[WRITTEN PROBLEM]:
Edit the data below by replacing every occurrence of "one point per instance" with "a single point for each instance", keeping everything else the same.

[DATA FOR THIS TASK]:
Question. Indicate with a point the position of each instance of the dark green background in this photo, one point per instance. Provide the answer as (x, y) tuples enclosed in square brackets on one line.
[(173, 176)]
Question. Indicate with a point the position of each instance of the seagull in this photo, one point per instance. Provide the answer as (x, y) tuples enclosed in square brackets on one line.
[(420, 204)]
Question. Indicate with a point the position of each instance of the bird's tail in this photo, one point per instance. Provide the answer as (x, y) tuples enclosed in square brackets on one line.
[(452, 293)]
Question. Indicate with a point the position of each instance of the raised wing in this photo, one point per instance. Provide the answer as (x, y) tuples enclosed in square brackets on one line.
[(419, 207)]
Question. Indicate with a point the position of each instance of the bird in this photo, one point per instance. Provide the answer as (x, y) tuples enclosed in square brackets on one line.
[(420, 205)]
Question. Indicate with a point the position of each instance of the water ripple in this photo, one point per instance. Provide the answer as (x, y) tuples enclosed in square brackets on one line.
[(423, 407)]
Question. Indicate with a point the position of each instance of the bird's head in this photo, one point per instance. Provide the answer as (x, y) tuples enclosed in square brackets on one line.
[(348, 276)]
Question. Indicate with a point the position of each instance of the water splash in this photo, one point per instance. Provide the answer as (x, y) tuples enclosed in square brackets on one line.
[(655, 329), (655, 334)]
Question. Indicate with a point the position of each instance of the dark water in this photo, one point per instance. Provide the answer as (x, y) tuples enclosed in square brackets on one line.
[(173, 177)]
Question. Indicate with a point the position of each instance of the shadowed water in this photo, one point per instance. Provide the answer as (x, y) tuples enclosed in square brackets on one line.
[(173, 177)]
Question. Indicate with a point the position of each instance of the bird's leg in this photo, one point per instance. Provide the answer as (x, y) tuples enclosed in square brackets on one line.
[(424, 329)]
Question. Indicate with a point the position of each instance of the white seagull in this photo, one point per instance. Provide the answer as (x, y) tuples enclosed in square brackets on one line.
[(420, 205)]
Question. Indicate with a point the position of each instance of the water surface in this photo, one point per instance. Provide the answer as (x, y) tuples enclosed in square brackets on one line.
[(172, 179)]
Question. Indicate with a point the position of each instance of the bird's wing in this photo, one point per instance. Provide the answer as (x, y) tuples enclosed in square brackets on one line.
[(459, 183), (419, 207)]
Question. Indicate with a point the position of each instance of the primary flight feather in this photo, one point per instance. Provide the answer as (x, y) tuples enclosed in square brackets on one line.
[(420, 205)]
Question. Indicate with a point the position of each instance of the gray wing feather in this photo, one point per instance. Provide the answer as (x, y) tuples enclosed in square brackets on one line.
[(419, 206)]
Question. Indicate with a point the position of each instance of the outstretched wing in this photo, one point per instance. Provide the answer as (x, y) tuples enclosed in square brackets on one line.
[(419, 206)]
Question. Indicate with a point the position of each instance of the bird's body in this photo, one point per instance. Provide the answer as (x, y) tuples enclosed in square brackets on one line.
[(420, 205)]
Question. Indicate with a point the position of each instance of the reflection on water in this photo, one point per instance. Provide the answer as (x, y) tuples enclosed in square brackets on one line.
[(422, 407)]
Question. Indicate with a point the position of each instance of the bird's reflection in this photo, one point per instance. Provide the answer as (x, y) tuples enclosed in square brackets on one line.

[PROBLEM SOLUTION]:
Question. Indicate with a point the position of each instance of the dark green background in this photo, a single point for each instance. Provide the answer as (x, y) tuples enclosed in square brackets on one line.
[(173, 176)]
Question. Indicate with a point the position of each instance of the seagull in this photo, a single point for each instance. Provide the answer as (x, y) tuples enclosed in square brackets on one line.
[(420, 204)]
Question. Indicate with a point the position of each instance of the bird's tail in this photo, a single point for each instance. Provide the answer as (x, y) tuples enclosed in square brackets on one line.
[(452, 293)]
Question. Indicate with a point the position of each instance of the raised wing in this photo, a single point for each instance. Provide the answer as (x, y) tuples enclosed in square brackets on one line.
[(419, 207)]
Question. Indicate with a point the position of each instance of the bird in this photo, a single point for each instance. Provide the answer as (x, y) tuples enclosed in square brackets on one line.
[(420, 205)]
Question. Indicate with a point the position of each instance of the water ripple in this photo, a single point for each instance. Provide the answer as (x, y) tuples enclosed in square brackets on one line.
[(423, 407)]
Question. Indicate with a point the position of each instance of the bird's head in this photo, a single point for each instance. Provide the answer as (x, y) tuples enclosed in square brackets on one line.
[(348, 276)]
Question. Indicate with a point the position of each instance of the water splash in this photo, a single point for each instance. Provide the answer as (x, y) tuples enclosed in square brackets on one line.
[(655, 329), (655, 334)]
Question. Indicate with a point the position of each instance of the dark water in this photo, a single point for each instance. Provide the answer as (x, y) tuples enclosed in square brackets on one line.
[(173, 177)]
Question. Indicate with a point the position of each instance of the shadowed water in this photo, a single point for each instance. Provide the answer as (x, y) tuples enclosed in square brackets on one line.
[(173, 177)]
Question. Indicate with a point the position of each instance of the bird's leg in this photo, a single point for each instance. Provide the answer as (x, y) tuples enclosed in square brackets on one line.
[(424, 329)]
Question. Indicate with a point the position of each instance of the white seagull in this photo, a single point for each instance. Provide the answer as (x, y) tuples enclosed in square brackets on one line.
[(420, 205)]
Question. Indicate with a point the position of each instance of the water surface in this photo, a single point for each instance. Provide the answer as (x, y) tuples enclosed in square brackets on one line.
[(172, 179)]
Question. Indicate with a point the position of each instance of the bird's wing in this photo, a single point for each instance. Provide the answer as (x, y) tuples enclosed in square brackets on one line.
[(459, 183), (419, 207)]
Question. Indicate with a point the position of each instance of the primary flight feather in this photo, a single point for each instance. Provide the answer as (x, y) tuples enclosed in square brackets on one line.
[(420, 205)]
Question. Indicate with a point the position of each instance of the gray wing feather in this photo, a single point for each instance. Provide the answer as (x, y) tuples enclosed in square brackets on one line.
[(419, 206)]
Question. Indicate with a point the position of each instance of the outstretched wing in this photo, a single point for each instance. Provide the answer as (x, y) tuples enclosed in square brackets on one line.
[(419, 206)]
Question. Indicate with a point the position of each instance of the bird's body in this photo, a single point for each instance. Provide the answer as (x, y) tuples enclosed in square brackets on one line.
[(420, 205)]
Question. Indicate with a point the position of each instance of the reflection on water in this photo, a single point for each instance. Provide the answer as (x, y) tuples enclosed in square brackets on one line.
[(422, 407)]
Question. Indicate with a point the position of each instance of the bird's reflection in this photo, a single point for each instance. Provide the answer as (x, y) tuples enclosed in square brackets on one line.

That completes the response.